— Start of Rows —

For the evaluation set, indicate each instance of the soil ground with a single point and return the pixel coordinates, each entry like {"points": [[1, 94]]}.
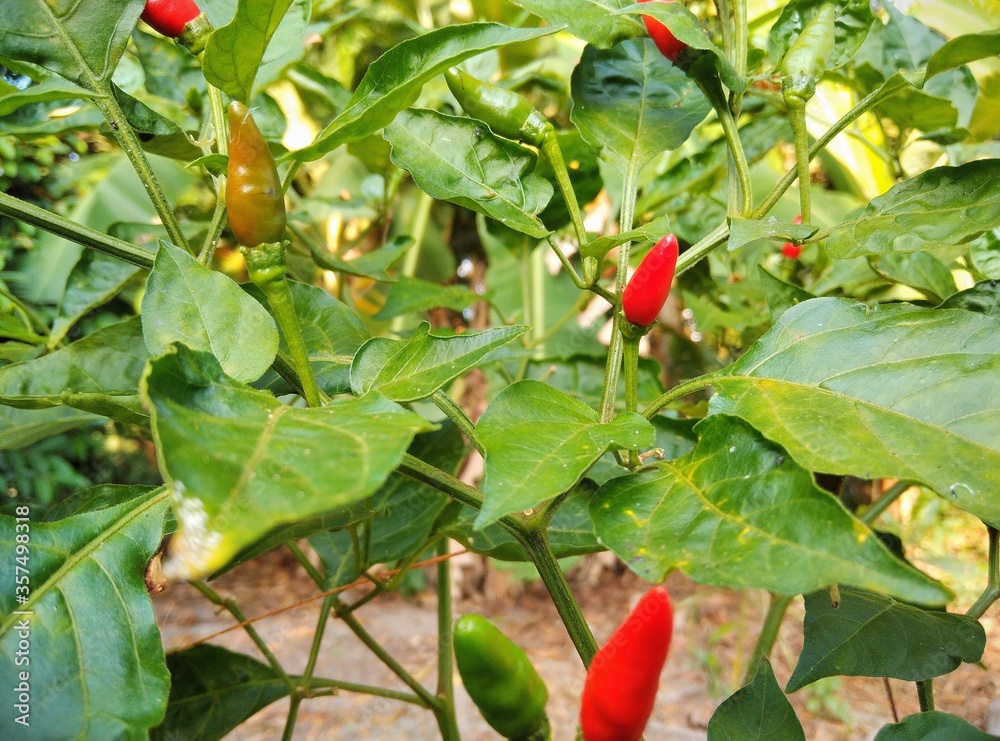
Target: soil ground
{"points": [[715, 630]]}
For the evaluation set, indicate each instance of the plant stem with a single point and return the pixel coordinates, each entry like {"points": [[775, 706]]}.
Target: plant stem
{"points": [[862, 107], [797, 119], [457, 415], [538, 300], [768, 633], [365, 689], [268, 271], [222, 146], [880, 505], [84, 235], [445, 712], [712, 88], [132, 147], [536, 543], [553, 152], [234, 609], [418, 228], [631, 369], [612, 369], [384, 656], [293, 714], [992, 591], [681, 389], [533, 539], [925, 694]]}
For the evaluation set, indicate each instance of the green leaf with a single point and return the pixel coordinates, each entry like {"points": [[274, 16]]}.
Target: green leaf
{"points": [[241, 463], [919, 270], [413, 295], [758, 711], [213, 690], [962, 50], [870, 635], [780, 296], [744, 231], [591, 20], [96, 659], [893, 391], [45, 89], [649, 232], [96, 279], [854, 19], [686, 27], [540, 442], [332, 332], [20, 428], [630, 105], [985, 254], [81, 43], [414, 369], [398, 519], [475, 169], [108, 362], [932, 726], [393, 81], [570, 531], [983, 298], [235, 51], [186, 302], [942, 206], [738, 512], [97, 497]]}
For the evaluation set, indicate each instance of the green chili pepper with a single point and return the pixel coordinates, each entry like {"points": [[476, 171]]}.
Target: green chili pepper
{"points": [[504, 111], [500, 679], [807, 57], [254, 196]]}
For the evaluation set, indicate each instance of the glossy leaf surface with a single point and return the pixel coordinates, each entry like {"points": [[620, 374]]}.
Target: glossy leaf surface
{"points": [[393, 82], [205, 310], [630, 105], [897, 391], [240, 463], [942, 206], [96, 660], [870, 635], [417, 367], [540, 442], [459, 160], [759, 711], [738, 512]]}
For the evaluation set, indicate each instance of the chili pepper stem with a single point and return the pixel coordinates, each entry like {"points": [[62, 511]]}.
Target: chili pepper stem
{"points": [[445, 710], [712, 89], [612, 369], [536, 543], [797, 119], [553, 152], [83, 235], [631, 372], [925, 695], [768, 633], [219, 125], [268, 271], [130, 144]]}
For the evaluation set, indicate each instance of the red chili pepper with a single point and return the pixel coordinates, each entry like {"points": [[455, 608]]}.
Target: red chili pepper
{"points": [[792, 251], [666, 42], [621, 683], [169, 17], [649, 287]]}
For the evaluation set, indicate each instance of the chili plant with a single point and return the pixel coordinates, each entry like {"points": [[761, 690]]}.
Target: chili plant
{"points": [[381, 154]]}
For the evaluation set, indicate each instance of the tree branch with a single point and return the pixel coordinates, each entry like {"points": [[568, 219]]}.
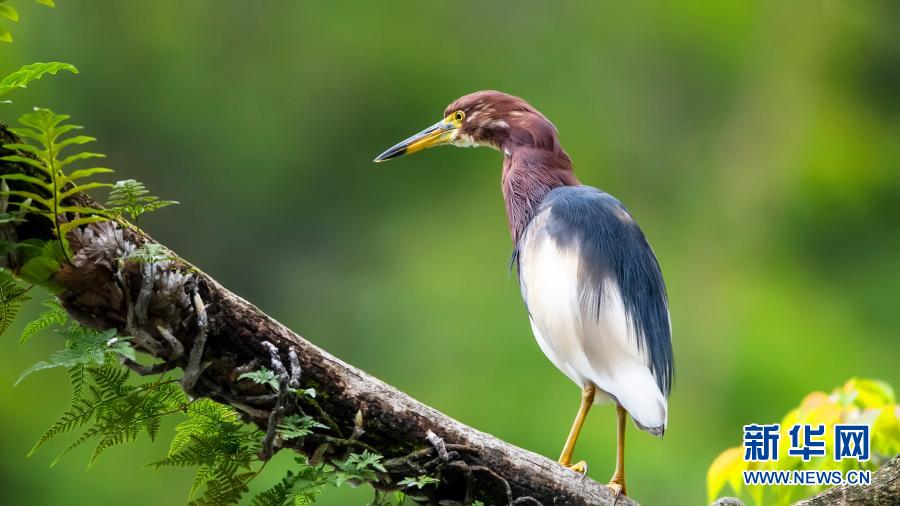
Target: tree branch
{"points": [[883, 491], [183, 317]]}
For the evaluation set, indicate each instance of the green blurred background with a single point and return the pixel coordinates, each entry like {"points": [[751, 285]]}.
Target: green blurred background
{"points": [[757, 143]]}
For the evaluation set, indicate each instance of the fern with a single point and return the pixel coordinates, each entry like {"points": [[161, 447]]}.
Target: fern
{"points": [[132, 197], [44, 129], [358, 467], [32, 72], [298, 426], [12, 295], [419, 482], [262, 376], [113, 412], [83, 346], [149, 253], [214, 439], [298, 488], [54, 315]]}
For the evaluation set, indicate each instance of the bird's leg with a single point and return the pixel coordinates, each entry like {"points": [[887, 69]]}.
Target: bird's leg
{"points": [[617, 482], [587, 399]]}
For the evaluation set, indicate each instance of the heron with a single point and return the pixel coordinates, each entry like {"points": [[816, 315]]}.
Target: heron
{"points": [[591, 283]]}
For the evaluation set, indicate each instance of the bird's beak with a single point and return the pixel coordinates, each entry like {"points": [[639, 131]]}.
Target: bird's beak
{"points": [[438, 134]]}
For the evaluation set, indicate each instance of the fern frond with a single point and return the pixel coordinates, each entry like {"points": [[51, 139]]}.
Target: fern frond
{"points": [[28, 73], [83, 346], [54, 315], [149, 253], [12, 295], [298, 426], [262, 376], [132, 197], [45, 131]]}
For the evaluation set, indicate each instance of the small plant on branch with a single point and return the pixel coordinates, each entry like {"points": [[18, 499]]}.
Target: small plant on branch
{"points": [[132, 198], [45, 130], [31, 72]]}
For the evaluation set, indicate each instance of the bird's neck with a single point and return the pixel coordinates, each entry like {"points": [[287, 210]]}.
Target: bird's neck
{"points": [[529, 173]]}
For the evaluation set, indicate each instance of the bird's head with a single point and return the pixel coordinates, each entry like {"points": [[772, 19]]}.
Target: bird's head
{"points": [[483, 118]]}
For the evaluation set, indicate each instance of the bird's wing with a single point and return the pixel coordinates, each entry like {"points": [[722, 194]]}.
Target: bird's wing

— End of Rows —

**Stated task**
Without the pictures, repeat all the records word for word.

**Response to this exercise**
For the evaluation set, indicate each instance of the soil ground with a single point and return the pixel coordinates, each entry like {"points": [[1, 94]]}.
Target: soil ground
{"points": [[715, 630]]}
For the evaluation set, indicate each instance of the plant stem with a single point and return the pixel coordinates, each entry like {"points": [[775, 706]]}.
Target: plant stem
{"points": [[862, 107], [797, 119], [457, 415], [538, 300], [768, 633], [365, 689], [268, 271], [222, 146], [880, 505], [84, 235], [445, 712], [712, 88], [132, 147], [536, 543], [553, 152], [234, 609], [418, 228], [631, 369], [612, 369], [384, 656], [293, 714], [992, 591], [681, 389], [533, 539], [925, 694]]}
For the evaluation set, indicate each instance of the green leaf with a single point and return the pixel coordinates, each entry like {"points": [[274, 16]]}.
Target: green leaf
{"points": [[241, 463], [919, 270], [413, 295], [758, 711], [213, 690], [962, 50], [870, 635], [780, 296], [744, 231], [591, 20], [96, 659], [893, 391], [45, 89], [649, 232], [96, 279], [854, 19], [686, 27], [540, 442], [332, 332], [20, 428], [630, 105], [985, 254], [81, 43], [414, 369], [398, 519], [475, 169], [108, 362], [932, 726], [393, 81], [570, 531], [983, 298], [235, 51], [186, 302], [942, 206], [738, 512], [97, 497]]}
For the evaluation set, indicate each instance of the green chili pepper with a single point and return the pixel coordinates, each entry like {"points": [[476, 171]]}.
Target: green chili pepper
{"points": [[504, 111], [500, 679], [807, 57], [254, 196]]}
For the evaluation set, indicate each instance of the glossy leaf surface with a single point and return the pixel coordinates, each entry like {"points": [[620, 374]]}.
Target: glossy leaf surface
{"points": [[393, 82], [205, 310], [630, 105], [897, 391], [240, 463], [942, 206], [96, 660], [870, 635], [417, 367], [540, 442], [459, 160], [759, 711], [738, 512]]}
For the evaluation set, indicate each instance of the chili pepper stem with a single point and return the pixel coordinates, each entry like {"points": [[62, 511]]}.
Target: chili pepper stem
{"points": [[445, 710], [712, 89], [612, 369], [536, 543], [797, 119], [553, 152], [83, 235], [631, 372], [925, 695], [768, 633], [219, 125], [268, 271], [130, 144]]}
For the evaluation set, indicate each instance of the red chili pepper with a single point and return the pixel coordinates, each entry like {"points": [[455, 608]]}.
Target: red chili pepper
{"points": [[792, 251], [666, 42], [621, 683], [169, 17], [649, 287]]}
For the evaluation set, indicate each instance of the chili plant with a single point and return the pixel coordinates, each entry like {"points": [[761, 690]]}.
Target: chili plant
{"points": [[381, 154]]}
For the evaluation set, indicate each instance of the tree branch with a single point and return the pixel coordinates, each entry like {"points": [[568, 219]]}.
Target: tree branch
{"points": [[883, 491], [183, 317]]}
For the evaluation set, indicate each instance of the green blurred background with a single point and return the pixel coordinates, each entry like {"points": [[751, 285]]}.
Target: green blurred background
{"points": [[757, 143]]}
For the evaluation set, indicate each instance of the fern with a single point and return the pixel coordinates, each entry like {"points": [[161, 447]]}.
Target: fern
{"points": [[132, 197], [44, 129], [358, 467], [32, 72], [298, 426], [12, 295], [419, 482], [262, 376], [113, 412], [83, 346], [149, 253], [214, 439], [298, 488], [54, 315]]}
For the evaluation set, indicate each instance of the bird's leg with a single point and return the pixel coordinates, each entry like {"points": [[887, 69]]}.
Target: bird's leg
{"points": [[617, 482], [587, 399]]}
For the evaluation set, indicate each instance of the heron with a single point and return the pixel coordinates, each entry like {"points": [[816, 315]]}.
Target: heron
{"points": [[591, 283]]}
For the evaluation set, indicate each instance of the bird's beak with a single point and return the pixel coordinates, each entry like {"points": [[639, 131]]}.
Target: bird's beak
{"points": [[438, 134]]}
For the evaluation set, indicate each instance of the fern frond with a single point and return the pixel coordinates, each entry like {"points": [[51, 139]]}.
Target: fern frond
{"points": [[28, 73], [83, 346], [54, 315], [149, 253], [12, 295], [298, 426], [262, 376], [132, 197], [45, 131]]}
For the evaluation set, indicate each instance of the small plant on branch with a single point and return the pixel coordinates, each entry like {"points": [[18, 499]]}.
Target: small plant on branch
{"points": [[132, 198], [45, 130], [31, 72]]}
For the evaluation set, indicate each instance of the bird's neck with a single point and return the pixel coordinates, each entry like {"points": [[287, 210]]}.
Target: bird's neck
{"points": [[529, 173]]}
For the evaluation set, indicate each instance of the bird's head with a single point and return the pixel coordinates, each entry like {"points": [[772, 19]]}.
Target: bird's head
{"points": [[483, 118]]}
For the evaluation set, indicate each instance of the bird's wing with a single point and return the pixel coordinates, each entry like {"points": [[722, 194]]}.
Target: bird's wing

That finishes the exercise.